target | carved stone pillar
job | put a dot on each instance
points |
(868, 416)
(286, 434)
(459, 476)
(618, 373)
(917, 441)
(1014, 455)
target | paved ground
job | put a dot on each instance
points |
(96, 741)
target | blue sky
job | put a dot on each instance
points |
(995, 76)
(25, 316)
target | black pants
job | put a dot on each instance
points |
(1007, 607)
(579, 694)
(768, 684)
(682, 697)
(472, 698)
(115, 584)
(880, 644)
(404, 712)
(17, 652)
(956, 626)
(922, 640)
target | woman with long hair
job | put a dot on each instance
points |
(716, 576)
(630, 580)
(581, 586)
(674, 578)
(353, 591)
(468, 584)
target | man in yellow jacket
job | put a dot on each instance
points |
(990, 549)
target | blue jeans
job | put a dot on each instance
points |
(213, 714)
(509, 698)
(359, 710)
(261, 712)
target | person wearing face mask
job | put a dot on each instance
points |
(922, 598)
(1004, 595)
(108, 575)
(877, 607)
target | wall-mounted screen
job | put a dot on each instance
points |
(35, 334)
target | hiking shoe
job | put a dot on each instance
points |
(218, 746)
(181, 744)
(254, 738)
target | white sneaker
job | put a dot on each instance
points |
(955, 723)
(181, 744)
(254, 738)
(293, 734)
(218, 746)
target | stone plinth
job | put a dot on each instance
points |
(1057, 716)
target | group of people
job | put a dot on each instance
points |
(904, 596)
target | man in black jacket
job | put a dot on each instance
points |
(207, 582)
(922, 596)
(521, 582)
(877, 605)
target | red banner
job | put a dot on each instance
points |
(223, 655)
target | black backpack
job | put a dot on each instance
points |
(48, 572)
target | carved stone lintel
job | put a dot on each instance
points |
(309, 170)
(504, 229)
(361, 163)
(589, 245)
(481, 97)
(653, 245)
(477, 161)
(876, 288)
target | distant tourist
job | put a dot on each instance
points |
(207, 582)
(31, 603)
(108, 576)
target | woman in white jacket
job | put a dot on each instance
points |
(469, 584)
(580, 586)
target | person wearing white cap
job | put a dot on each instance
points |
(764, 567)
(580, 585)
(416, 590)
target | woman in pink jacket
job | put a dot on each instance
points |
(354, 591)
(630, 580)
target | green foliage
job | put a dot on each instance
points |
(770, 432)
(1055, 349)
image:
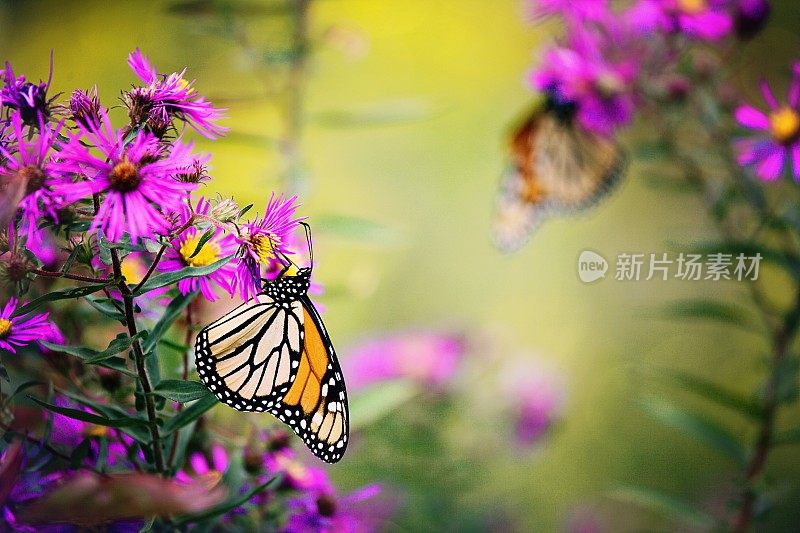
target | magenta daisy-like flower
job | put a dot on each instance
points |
(181, 254)
(708, 20)
(29, 165)
(778, 133)
(594, 71)
(18, 331)
(570, 9)
(168, 96)
(136, 180)
(262, 241)
(427, 357)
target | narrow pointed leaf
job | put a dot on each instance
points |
(699, 427)
(181, 391)
(168, 278)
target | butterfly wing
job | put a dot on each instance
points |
(249, 357)
(315, 406)
(556, 168)
(576, 168)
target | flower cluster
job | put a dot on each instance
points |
(114, 207)
(609, 60)
(777, 132)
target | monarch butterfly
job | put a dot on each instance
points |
(556, 167)
(272, 354)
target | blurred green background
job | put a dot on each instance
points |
(406, 106)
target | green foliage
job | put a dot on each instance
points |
(710, 309)
(171, 314)
(718, 394)
(189, 415)
(699, 427)
(181, 391)
(674, 508)
(169, 278)
(61, 294)
(377, 401)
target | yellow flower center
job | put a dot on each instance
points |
(784, 125)
(5, 328)
(264, 246)
(207, 255)
(132, 270)
(125, 176)
(34, 178)
(692, 7)
(96, 431)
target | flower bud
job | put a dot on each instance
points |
(750, 17)
(85, 106)
(224, 210)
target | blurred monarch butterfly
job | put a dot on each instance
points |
(556, 168)
(272, 354)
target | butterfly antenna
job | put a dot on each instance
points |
(307, 228)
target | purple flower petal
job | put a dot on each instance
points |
(750, 117)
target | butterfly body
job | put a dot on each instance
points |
(273, 354)
(556, 168)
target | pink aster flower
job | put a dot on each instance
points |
(29, 99)
(18, 331)
(136, 179)
(320, 509)
(594, 71)
(430, 358)
(708, 20)
(262, 241)
(29, 165)
(537, 399)
(570, 9)
(179, 255)
(777, 137)
(201, 466)
(168, 96)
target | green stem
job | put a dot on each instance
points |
(141, 369)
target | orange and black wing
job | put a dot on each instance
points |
(555, 168)
(315, 406)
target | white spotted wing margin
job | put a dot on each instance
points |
(249, 357)
(325, 429)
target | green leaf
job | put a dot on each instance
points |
(79, 454)
(699, 427)
(63, 294)
(181, 391)
(232, 503)
(171, 313)
(98, 420)
(190, 414)
(168, 278)
(709, 309)
(787, 437)
(22, 388)
(773, 256)
(667, 505)
(377, 401)
(123, 247)
(357, 228)
(719, 394)
(785, 376)
(121, 343)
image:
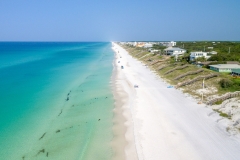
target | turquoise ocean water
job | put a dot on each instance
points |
(55, 100)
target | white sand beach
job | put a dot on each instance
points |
(162, 123)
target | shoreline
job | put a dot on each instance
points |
(121, 143)
(162, 123)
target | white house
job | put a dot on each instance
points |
(148, 45)
(195, 55)
(174, 51)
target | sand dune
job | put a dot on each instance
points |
(162, 123)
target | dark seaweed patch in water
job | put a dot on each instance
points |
(42, 136)
(41, 151)
(60, 113)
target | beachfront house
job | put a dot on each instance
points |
(168, 44)
(195, 55)
(236, 72)
(224, 67)
(148, 45)
(172, 51)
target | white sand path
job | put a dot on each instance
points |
(163, 124)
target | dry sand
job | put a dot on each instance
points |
(162, 123)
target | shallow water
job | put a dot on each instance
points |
(56, 100)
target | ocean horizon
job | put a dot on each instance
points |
(56, 100)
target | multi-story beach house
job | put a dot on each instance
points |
(195, 55)
(172, 51)
(224, 67)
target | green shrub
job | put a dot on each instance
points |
(225, 83)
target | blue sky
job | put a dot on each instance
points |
(119, 20)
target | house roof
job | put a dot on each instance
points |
(173, 49)
(236, 66)
(236, 71)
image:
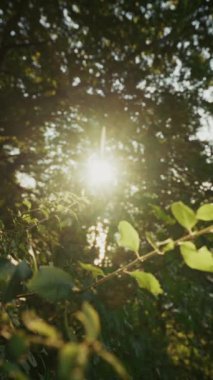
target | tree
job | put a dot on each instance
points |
(141, 70)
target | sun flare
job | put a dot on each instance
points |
(100, 171)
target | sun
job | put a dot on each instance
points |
(100, 171)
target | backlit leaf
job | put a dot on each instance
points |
(201, 259)
(205, 212)
(147, 281)
(96, 271)
(184, 215)
(90, 319)
(39, 326)
(129, 237)
(72, 360)
(51, 283)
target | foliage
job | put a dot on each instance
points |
(139, 74)
(75, 349)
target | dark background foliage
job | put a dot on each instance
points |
(142, 70)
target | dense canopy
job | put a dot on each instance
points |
(128, 82)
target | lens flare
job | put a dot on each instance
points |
(100, 171)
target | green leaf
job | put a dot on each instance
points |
(160, 214)
(72, 360)
(201, 259)
(6, 269)
(17, 346)
(21, 273)
(90, 319)
(151, 240)
(96, 271)
(129, 237)
(39, 326)
(147, 281)
(184, 215)
(169, 246)
(51, 283)
(205, 212)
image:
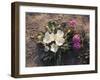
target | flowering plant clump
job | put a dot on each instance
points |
(58, 39)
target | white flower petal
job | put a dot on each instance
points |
(60, 41)
(60, 33)
(54, 48)
(46, 48)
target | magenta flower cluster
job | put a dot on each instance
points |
(76, 41)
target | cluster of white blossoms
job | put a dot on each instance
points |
(57, 38)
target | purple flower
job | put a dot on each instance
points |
(76, 45)
(76, 38)
(76, 41)
(72, 22)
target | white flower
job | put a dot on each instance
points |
= = =
■ **What you have to do**
Reproduce the whole listing word for word, setting aside any pictures.

■ **Written solution**
target | carved stone pillar
job | put a dot on each instance
points |
(868, 416)
(286, 434)
(459, 476)
(618, 373)
(917, 441)
(1014, 455)
target | paved ground
job | put a dot on each instance
points |
(96, 741)
target | blue sky
job | put a dot on each instance
points |
(995, 76)
(25, 316)
target | black pants
job | put a dot on each instance
points |
(1007, 607)
(579, 694)
(768, 684)
(682, 697)
(472, 698)
(115, 584)
(880, 644)
(404, 712)
(17, 652)
(956, 626)
(922, 640)
target | woman with long hair
job | put a dot on each instance
points |
(716, 576)
(630, 580)
(581, 586)
(674, 578)
(353, 591)
(468, 584)
target | man in yellow jacket
job | put a dot on each instance
points |
(990, 549)
target | blue jeans
job | put a dot on each instance
points |
(213, 714)
(509, 698)
(359, 710)
(261, 712)
target | person wearing face mask
job | put a dot on each instance
points |
(922, 598)
(1004, 595)
(108, 575)
(877, 607)
target | wall-mounted screen
job | put a dot on each instance
points |
(35, 334)
target | hiking shoe
job | put a dot on each instance
points |
(218, 746)
(181, 744)
(254, 738)
target | white sneaker
job | put a dot on each instance
points |
(955, 723)
(181, 744)
(254, 738)
(293, 734)
(218, 746)
target | stone plinth
job | put a dot on each instance
points |
(1057, 716)
target | group of people
job | put a dot on each instance
points |
(904, 596)
target | man in black jacket
job | put a dot on each instance
points |
(207, 582)
(922, 596)
(521, 582)
(877, 605)
target | red banner
job | put a dot on each instance
points |
(223, 655)
target | black backpack
job | put a dot on each instance
points |
(48, 572)
target | carved stone lintel
job | put a dot on each instance
points |
(309, 170)
(504, 229)
(361, 163)
(589, 245)
(481, 97)
(653, 245)
(477, 161)
(876, 288)
target | distant tourist
job | put a dot on each instance
points |
(207, 582)
(31, 603)
(108, 576)
target | woman in white jacket
job | put a dot on each instance
points |
(469, 584)
(580, 586)
target | person wearing white cap
job | put a dot on each instance
points |
(764, 567)
(580, 585)
(416, 590)
target | woman in pink jacket
job | put a dot on each instance
points |
(354, 591)
(630, 580)
target | green foliage
job | put a dot on each instance
points |
(770, 432)
(1055, 349)
image:
target | magenta daisy-like flower
job | put a dot on each instance
points |
(181, 254)
(708, 20)
(29, 165)
(778, 133)
(594, 71)
(18, 331)
(570, 9)
(168, 96)
(136, 180)
(262, 241)
(427, 357)
target | narrow pointed leaf
job | put a dot on each instance
points |
(699, 427)
(181, 391)
(168, 278)
target | butterfly wing
job | put a dot on each instance
points |
(249, 357)
(315, 406)
(556, 168)
(576, 168)
target | flower cluster
job | put a dot on each instance
points |
(114, 207)
(609, 60)
(777, 132)
target | monarch butterfly
job | put a dot on each instance
points |
(556, 167)
(272, 354)
target | blurred green background
job | put a dot on each instance
points |
(406, 106)
target | green foliage
job | put a dot on each instance
points |
(710, 309)
(171, 314)
(718, 394)
(189, 415)
(699, 427)
(181, 391)
(674, 508)
(169, 278)
(61, 294)
(377, 401)
target | yellow flower center
job | put a dot on each instance
points |
(784, 125)
(5, 328)
(264, 246)
(207, 255)
(132, 270)
(125, 176)
(34, 178)
(692, 7)
(96, 431)
target | flower bud
job | put a dot on each instance
points |
(750, 17)
(85, 106)
(224, 210)
target | blurred monarch butterfly
job | put a dot on each instance
points |
(556, 168)
(272, 354)
target | butterfly antenna
job | put a dot on each instance
points |
(307, 228)
target | purple flower petal
job | put a dot on each instance
points |
(750, 117)
target | butterfly body
job | put a dot on each instance
points |
(273, 354)
(556, 168)
target | pink aster flower
job | put a dot on each instance
points |
(29, 99)
(18, 331)
(136, 179)
(320, 509)
(594, 71)
(430, 358)
(708, 20)
(262, 241)
(29, 165)
(537, 399)
(570, 9)
(179, 255)
(777, 137)
(201, 466)
(168, 96)
target | green stem
job | put a dot on each instance
points |
(141, 369)
target | orange and black wing
job | put a dot on each instance
points |
(555, 168)
(315, 406)
target | white spotted wing margin
job | put a dot on each instance
points |
(249, 357)
(325, 429)
target | green leaf
job | put a dot on each instance
points |
(79, 454)
(699, 427)
(63, 294)
(181, 391)
(232, 503)
(171, 313)
(98, 420)
(190, 414)
(168, 278)
(709, 309)
(787, 437)
(22, 388)
(773, 256)
(667, 505)
(377, 401)
(123, 247)
(357, 228)
(719, 394)
(785, 376)
(121, 343)
image:
target | turquoise ocean water
job | put a dot on each instance
points |
(55, 100)
target | white sand beach
job | put a dot on each instance
points |
(162, 123)
target | shoreline
job | put a dot on each instance
points |
(121, 143)
(162, 123)
target | white house
job | put a dot on each instance
points |
(148, 45)
(195, 55)
(174, 51)
target | sand dune
job | put a dot on each instance
points |
(162, 123)
target | dark seaweed patch in water
job | put a dot on each instance
points |
(42, 136)
(41, 151)
(60, 113)
target | beachfront house
job | put a dot on each instance
points |
(168, 44)
(195, 55)
(236, 72)
(224, 67)
(148, 45)
(172, 51)
target | white sand path
job | put a dot on each instance
points |
(163, 124)
target | dry sand
job | put a dot on each instance
points |
(162, 123)
target | shallow water
job | put a dot on each instance
points |
(56, 100)
target | ocean horizon
job | put a dot on each instance
points |
(56, 100)
target | multi-story beach house
job | put a dot on each instance
points |
(195, 55)
(172, 51)
(224, 67)
target | green shrub
job | put a dot on each instance
points |
(225, 83)
target | blue sky
job | put a dot on each instance
points |
(119, 20)
target | house roof
job | put a dot on each instance
points |
(173, 49)
(236, 66)
(236, 71)
image:
target | tree
job | put a dot on each instance
points |
(141, 70)
target | sun flare
job | put a dot on each instance
points |
(100, 171)
target | sun
job | put a dot on each instance
points |
(100, 171)
target | backlit leaf
job | put a dot on each instance
points |
(201, 259)
(205, 212)
(147, 281)
(96, 271)
(184, 215)
(90, 319)
(39, 326)
(129, 237)
(72, 360)
(51, 283)
target | foliage
job | put a dot on each instance
points |
(139, 74)
(75, 349)
target | dark background foliage
job | put a dot on each instance
points |
(142, 70)
target | dense canopy
job | put a dot on each instance
points |
(128, 82)
target | lens flare
job | put a dot on each instance
points |
(100, 171)
target | green leaf
job | put a dot on each instance
points |
(160, 214)
(72, 360)
(201, 259)
(6, 269)
(17, 346)
(21, 273)
(90, 319)
(151, 240)
(96, 271)
(129, 237)
(39, 326)
(147, 281)
(184, 215)
(169, 246)
(51, 283)
(205, 212)
image:
target | flowering plant clump
job | put a dot on each instance
points |
(58, 39)
target | white flower petal
job | put a dot on each instance
points |
(60, 41)
(60, 33)
(54, 48)
(46, 48)
target | magenta flower cluster
job | put a dot on each instance
points |
(76, 41)
target | cluster of white blossoms
job | put a dot on each instance
points |
(57, 38)
target | purple flower
job | put a dot on each instance
points |
(76, 45)
(76, 38)
(76, 41)
(72, 22)
target | white flower
job | put a dot on each instance
points |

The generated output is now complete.